▶ **Aim of the exercise**:
With pictures left out, retype exactly the lines from the one containing "Pin the blue backpack" through the final line of the entries.

┄┄┄┄┄┄┄┄┄┄┄┄┄┄┄┄┄┄┄┄

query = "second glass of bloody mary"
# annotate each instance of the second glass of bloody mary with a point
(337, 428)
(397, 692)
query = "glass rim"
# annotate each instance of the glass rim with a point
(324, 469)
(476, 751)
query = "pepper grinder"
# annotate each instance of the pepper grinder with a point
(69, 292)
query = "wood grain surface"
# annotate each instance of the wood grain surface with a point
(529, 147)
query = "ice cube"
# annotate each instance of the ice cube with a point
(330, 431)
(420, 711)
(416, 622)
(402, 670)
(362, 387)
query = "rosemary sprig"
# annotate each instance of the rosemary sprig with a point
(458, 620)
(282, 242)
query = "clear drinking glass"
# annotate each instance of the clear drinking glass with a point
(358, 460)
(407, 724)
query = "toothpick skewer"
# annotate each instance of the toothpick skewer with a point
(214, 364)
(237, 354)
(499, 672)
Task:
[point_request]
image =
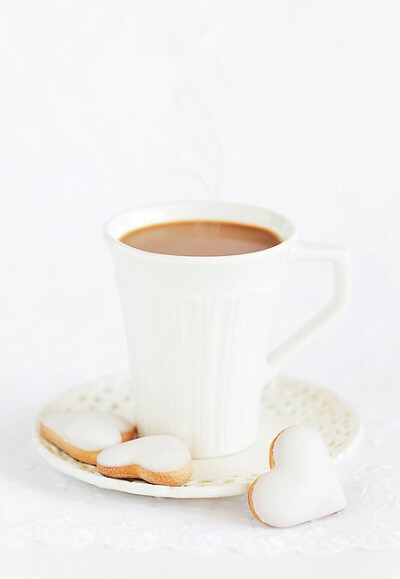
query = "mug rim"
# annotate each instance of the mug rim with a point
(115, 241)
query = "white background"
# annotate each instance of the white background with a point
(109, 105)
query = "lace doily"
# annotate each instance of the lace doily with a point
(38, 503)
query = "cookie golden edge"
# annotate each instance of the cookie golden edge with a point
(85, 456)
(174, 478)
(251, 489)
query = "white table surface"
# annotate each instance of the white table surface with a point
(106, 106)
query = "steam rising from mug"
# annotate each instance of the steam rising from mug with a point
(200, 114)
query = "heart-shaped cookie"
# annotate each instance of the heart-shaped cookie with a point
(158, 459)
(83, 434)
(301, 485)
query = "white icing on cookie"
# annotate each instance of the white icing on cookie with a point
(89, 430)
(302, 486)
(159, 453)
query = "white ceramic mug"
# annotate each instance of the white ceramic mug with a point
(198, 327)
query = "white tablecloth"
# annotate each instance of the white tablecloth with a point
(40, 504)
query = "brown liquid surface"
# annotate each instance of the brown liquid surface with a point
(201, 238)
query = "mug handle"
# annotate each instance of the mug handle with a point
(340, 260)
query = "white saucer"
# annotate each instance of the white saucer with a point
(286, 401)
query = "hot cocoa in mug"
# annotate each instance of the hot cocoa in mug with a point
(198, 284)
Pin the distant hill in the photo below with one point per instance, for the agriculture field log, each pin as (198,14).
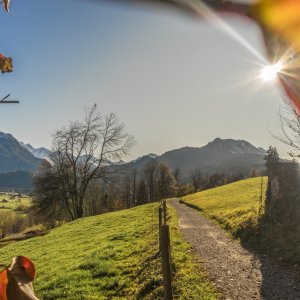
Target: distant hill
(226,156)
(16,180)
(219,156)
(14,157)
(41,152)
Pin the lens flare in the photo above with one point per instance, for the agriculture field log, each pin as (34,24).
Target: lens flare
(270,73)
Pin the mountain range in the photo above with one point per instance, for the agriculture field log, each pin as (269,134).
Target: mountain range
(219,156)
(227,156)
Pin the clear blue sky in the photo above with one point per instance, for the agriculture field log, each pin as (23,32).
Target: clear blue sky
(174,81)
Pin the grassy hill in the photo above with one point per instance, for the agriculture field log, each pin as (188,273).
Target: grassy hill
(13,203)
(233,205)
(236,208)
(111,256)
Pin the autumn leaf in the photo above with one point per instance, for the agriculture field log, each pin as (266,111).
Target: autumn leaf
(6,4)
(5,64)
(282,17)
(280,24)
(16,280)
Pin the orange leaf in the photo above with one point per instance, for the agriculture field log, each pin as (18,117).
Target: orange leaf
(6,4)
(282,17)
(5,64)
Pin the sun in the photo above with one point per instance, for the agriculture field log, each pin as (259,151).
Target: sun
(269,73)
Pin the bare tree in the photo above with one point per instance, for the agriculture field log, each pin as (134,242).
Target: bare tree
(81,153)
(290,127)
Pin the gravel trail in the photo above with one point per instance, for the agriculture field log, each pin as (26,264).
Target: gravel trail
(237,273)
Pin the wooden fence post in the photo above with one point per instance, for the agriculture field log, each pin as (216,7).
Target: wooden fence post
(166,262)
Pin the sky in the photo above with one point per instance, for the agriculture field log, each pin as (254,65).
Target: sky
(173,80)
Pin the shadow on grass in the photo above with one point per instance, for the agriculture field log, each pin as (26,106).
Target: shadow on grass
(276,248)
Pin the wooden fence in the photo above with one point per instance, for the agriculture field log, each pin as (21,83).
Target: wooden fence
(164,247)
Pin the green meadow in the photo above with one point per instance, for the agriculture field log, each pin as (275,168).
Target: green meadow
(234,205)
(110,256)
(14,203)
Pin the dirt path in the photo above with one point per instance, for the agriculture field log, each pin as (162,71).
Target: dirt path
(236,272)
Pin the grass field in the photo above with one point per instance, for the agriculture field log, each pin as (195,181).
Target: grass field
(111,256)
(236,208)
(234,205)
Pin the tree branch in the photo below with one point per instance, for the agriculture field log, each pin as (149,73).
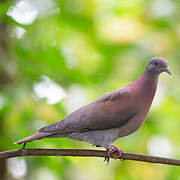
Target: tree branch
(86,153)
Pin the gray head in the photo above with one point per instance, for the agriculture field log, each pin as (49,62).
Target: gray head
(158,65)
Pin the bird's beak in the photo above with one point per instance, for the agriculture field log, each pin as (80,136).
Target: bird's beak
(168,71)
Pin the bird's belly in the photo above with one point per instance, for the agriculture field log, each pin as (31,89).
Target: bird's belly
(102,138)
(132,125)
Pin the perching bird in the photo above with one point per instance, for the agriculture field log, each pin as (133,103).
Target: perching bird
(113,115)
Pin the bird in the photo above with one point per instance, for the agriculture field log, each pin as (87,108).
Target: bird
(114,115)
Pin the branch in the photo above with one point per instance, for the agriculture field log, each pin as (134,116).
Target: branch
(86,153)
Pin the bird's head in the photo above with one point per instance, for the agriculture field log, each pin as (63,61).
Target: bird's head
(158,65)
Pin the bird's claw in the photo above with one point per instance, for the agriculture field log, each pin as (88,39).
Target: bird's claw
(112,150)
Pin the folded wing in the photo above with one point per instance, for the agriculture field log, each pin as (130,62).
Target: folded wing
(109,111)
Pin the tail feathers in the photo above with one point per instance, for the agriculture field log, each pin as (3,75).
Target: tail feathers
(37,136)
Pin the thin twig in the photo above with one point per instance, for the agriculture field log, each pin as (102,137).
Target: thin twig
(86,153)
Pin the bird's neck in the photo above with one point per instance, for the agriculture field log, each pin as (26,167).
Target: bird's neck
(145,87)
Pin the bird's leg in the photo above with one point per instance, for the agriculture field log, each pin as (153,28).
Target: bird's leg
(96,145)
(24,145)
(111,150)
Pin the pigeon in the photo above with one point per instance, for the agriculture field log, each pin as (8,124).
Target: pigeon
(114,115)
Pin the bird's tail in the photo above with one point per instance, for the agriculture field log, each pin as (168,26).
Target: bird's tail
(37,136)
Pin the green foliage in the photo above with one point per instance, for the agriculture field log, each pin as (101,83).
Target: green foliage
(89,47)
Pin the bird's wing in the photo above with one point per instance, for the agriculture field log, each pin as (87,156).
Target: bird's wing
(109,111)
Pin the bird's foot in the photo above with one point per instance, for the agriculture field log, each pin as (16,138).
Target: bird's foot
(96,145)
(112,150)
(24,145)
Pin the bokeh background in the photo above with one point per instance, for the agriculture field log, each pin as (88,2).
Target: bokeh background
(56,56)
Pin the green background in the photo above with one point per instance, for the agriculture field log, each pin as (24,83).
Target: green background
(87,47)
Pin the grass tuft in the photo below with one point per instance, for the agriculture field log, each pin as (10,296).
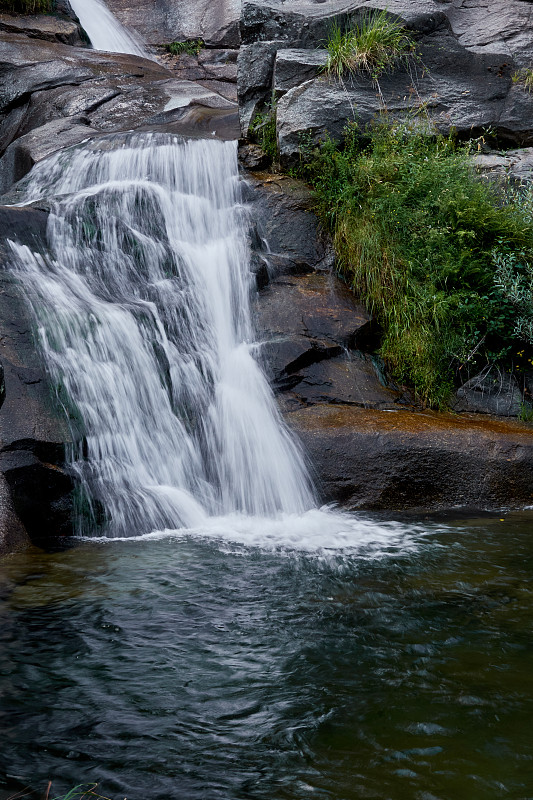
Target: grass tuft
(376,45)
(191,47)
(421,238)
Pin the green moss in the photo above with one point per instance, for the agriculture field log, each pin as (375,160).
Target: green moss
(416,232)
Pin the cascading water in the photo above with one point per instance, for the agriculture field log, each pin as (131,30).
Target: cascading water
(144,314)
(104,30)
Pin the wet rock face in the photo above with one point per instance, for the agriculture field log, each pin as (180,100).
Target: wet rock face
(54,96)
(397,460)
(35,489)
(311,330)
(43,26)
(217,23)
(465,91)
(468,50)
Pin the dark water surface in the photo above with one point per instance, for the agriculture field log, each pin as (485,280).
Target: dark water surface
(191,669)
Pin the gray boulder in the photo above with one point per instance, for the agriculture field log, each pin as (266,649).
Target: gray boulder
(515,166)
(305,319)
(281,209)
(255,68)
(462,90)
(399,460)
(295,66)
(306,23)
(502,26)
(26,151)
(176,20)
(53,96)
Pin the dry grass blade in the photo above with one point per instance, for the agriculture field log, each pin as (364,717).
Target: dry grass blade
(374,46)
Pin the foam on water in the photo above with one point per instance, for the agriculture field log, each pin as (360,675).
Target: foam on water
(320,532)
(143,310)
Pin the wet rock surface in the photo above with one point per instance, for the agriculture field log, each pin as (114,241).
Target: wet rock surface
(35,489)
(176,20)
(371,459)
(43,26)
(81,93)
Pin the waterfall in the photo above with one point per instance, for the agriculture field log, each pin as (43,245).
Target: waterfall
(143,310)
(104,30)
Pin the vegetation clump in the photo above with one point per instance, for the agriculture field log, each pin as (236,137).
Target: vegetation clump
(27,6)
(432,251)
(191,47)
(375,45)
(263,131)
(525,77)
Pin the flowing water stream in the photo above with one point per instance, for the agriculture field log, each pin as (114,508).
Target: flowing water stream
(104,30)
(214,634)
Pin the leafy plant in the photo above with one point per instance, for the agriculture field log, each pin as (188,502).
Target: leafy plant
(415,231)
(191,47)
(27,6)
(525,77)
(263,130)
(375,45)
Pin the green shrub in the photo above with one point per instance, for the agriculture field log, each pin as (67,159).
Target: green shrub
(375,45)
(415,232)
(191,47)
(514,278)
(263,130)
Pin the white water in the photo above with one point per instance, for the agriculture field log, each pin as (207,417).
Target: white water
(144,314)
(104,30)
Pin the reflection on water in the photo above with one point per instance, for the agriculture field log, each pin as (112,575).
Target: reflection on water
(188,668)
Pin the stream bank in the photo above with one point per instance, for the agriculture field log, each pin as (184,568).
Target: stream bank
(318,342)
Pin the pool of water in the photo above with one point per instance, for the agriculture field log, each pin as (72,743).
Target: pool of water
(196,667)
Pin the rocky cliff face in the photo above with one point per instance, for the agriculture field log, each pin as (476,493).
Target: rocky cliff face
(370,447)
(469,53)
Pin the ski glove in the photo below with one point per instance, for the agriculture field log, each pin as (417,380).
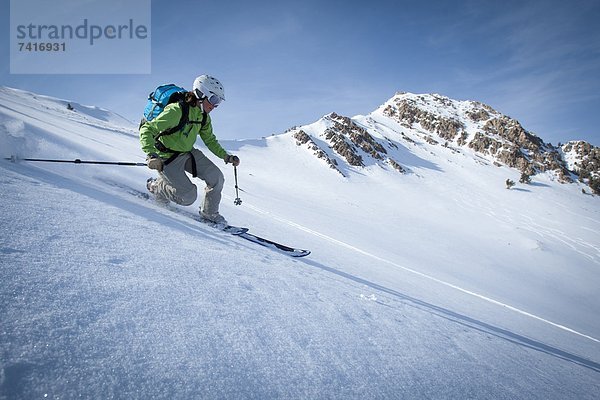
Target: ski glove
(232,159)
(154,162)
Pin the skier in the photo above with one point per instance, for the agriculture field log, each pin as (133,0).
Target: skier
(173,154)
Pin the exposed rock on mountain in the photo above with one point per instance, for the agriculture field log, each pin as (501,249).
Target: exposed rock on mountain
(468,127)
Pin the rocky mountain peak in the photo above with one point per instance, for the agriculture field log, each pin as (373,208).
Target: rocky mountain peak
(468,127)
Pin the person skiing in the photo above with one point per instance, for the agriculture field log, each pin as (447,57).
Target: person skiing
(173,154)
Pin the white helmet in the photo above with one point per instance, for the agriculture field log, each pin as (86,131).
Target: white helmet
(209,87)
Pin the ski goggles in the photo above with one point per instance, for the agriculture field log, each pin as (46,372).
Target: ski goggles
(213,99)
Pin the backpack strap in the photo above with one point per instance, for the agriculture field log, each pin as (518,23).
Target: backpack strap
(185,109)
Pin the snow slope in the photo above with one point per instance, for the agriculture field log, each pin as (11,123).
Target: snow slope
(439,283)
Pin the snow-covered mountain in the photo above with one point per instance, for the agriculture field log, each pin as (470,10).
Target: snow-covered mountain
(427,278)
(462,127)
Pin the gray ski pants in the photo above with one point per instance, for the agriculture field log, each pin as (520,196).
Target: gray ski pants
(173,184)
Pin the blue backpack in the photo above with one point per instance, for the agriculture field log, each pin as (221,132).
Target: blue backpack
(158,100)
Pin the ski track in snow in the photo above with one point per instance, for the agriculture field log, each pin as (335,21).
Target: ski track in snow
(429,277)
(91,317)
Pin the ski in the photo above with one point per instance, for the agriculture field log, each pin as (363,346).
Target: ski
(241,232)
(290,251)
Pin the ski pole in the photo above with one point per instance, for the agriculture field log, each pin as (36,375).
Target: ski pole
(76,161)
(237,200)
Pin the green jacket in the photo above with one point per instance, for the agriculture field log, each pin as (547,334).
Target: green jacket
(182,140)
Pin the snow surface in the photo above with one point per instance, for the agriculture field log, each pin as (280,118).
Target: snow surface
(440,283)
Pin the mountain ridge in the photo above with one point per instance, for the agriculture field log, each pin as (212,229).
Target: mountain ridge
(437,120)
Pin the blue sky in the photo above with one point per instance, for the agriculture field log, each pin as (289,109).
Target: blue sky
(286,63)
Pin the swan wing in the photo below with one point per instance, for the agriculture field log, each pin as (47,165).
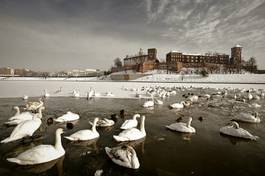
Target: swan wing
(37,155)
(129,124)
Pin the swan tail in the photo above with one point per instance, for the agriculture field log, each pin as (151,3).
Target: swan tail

┄┄┄┄┄┄┄┄┄┄┄┄┄┄┄┄┄┄┄┄

▶ **Answer to this exercise**:
Pin the blue backpack in the photo above with one point per instance, for the agriculture field log, each pin as (221,132).
Target: blue backpack
(158,100)
Pin the ski track in snow in the photo above with one point per instance, for the agriculture field log, each pin as (335,21).
Target: ski track in snow
(429,277)
(91,317)
Pin the ski in the photo above with one point per instance, for the agriculture field log, each pin as (363,346).
Target: ski
(241,232)
(290,251)
Pin the ski pole in the photo above with one point per instance, for the agriculture field log, each pin as (36,375).
Target: ski pole
(76,161)
(237,200)
Pin the green jacket in the photo above with one point per instance, for the agriculture field log, each pin as (547,334).
Target: green jacket
(182,140)
Pin the snow surface in the photo above with one point per instance, for the agriculture field log, each pin as (280,118).
Target: snow surface
(440,283)
Pin the mountain ridge in the photo above with one point per instance, for the agriculture field log, each pin as (212,229).
Target: mountain ridge
(437,120)
Pin the blue sky in the photo above with one point per instance, for the agriculture field log, each pin as (289,109).
Target: blue sky
(286,63)
Pin the swan wing in the photo below with one point per instance, for the agriculture field log, each pin as (47,165).
Target: swan wing
(37,155)
(129,124)
Pin the swan tail in the photo above with one point per instance, for the agriculture field log, each pin as (151,3).
Target: swan tail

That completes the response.